▸ **PROBLEM REQUIREMENTS**
Every line below from the one containing "the drum drumhead" through the one containing "of the yellow" must be transcribed exactly. Omit all lines outside that stretch.
--- DATA TO EXAMINE Enclosed Below ---
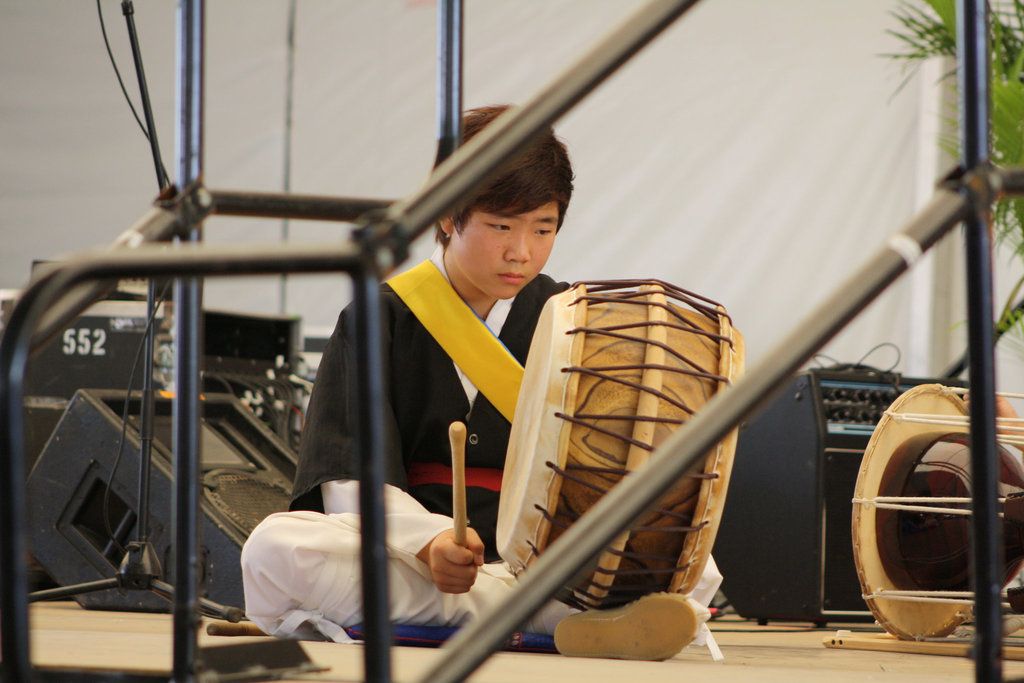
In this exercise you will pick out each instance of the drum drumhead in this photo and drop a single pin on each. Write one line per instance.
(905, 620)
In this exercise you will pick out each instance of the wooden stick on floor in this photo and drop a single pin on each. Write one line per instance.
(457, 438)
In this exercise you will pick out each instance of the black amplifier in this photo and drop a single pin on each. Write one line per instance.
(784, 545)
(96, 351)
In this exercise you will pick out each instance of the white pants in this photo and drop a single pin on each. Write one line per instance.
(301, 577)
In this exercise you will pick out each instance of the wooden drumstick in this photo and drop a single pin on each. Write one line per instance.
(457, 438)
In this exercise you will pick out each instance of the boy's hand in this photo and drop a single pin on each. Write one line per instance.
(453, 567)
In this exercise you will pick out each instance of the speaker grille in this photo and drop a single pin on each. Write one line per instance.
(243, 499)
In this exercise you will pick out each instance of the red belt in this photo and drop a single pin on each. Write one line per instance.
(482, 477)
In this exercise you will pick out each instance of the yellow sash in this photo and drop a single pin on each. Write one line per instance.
--- End of Enclosed DATA TO EXAMINE ---
--- DATA TO EXAMINE Enclosed Below ---
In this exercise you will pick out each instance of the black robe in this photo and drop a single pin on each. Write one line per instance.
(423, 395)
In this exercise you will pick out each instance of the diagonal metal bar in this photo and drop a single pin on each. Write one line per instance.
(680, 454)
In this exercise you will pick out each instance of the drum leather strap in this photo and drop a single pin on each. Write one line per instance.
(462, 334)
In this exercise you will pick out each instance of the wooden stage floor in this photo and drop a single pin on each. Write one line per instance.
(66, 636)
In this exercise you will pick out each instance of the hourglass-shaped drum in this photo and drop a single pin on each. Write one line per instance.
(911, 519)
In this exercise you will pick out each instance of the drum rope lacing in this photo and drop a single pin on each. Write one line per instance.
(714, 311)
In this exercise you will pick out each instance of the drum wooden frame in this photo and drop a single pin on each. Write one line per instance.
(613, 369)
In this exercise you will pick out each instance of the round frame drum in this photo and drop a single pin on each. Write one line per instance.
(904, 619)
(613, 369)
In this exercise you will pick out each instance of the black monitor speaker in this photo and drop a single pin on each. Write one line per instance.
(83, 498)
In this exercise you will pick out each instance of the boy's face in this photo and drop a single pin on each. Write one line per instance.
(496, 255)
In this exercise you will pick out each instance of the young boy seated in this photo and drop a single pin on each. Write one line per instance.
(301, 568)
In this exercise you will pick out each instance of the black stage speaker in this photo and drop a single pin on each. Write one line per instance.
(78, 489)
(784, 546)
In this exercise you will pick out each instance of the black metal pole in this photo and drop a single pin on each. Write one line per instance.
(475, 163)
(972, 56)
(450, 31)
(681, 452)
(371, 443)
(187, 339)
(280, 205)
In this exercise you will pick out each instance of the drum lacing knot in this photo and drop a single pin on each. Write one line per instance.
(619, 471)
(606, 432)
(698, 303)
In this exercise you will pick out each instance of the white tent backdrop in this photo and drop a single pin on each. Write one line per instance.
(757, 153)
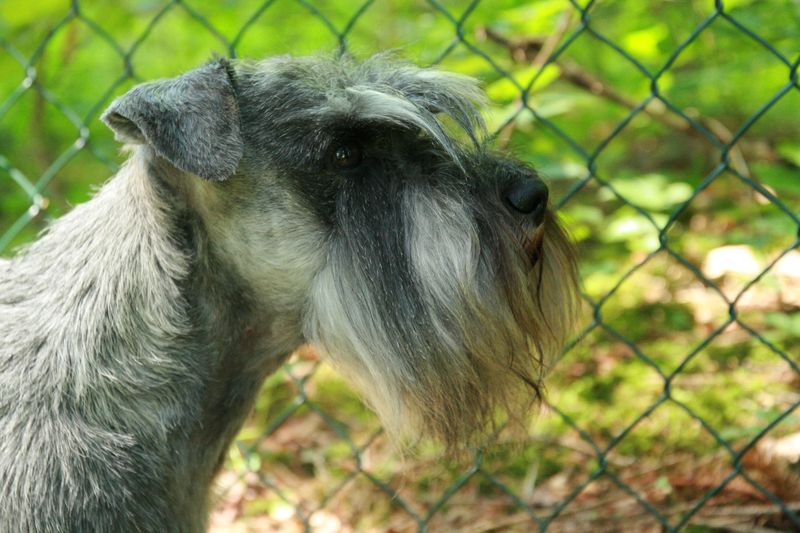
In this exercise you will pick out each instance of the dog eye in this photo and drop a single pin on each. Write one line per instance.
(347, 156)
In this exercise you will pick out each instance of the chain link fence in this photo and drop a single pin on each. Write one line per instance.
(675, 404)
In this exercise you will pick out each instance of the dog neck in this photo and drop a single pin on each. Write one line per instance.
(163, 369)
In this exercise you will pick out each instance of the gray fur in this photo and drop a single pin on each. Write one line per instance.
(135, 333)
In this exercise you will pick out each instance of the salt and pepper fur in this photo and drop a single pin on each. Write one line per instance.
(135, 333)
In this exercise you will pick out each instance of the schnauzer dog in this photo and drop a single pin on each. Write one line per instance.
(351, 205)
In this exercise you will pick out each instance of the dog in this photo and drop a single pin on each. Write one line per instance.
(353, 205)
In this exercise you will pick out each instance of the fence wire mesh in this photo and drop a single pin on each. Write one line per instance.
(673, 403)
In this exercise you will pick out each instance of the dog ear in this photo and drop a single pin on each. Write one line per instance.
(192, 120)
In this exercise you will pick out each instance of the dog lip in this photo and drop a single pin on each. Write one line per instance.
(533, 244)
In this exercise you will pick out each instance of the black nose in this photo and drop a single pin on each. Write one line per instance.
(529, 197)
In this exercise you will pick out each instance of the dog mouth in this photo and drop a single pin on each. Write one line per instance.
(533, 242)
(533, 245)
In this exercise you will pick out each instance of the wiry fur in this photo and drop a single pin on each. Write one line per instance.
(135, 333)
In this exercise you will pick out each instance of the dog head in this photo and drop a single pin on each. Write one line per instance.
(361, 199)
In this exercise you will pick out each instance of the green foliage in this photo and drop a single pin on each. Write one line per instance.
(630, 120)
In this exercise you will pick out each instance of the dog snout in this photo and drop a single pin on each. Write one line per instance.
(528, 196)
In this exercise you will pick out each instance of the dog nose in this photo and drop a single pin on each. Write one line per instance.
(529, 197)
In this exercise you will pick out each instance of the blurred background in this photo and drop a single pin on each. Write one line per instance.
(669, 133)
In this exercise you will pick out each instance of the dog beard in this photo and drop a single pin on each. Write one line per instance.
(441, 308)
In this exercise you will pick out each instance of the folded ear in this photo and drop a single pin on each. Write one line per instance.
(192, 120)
--- End of Enclosed DATA TO EXAMINE ---
▸ **EXERCISE RESPONSE**
In this exercise you will pick out each instance of the drum drumhead in this photo and drop a single pin on each. Write one line per instance.
(905, 620)
In this exercise you will pick out each instance of the wooden stick on floor in this photo and drop a single pin on each. Write one line per instance.
(457, 438)
In this exercise you will pick out each instance of the black amplifier in this photo and drop a single pin on each. Write one line per instance.
(784, 545)
(96, 351)
In this exercise you will pick out each instance of the white pants in this photo and drop a single pin on each. Write one line per instance.
(301, 577)
In this exercise you will pick out each instance of the wooden drumstick in this photo and drop a single pin on each. Write one line per instance.
(457, 438)
In this exercise you will pick out each instance of the boy's hand in this photo and drop a single pin on each. Write one line per instance.
(453, 567)
In this exercise you will pick out each instance of the speaker grille in this photo and drop a single pin on each. Write one line per instance.
(243, 499)
In this exercise you will pick out each instance of the red belt in this photo and drop a single pin on each. Write one line per instance.
(482, 477)
In this exercise you will pick out each instance of the yellow sash in this photo and drop a single pin on each. Write one line per instance.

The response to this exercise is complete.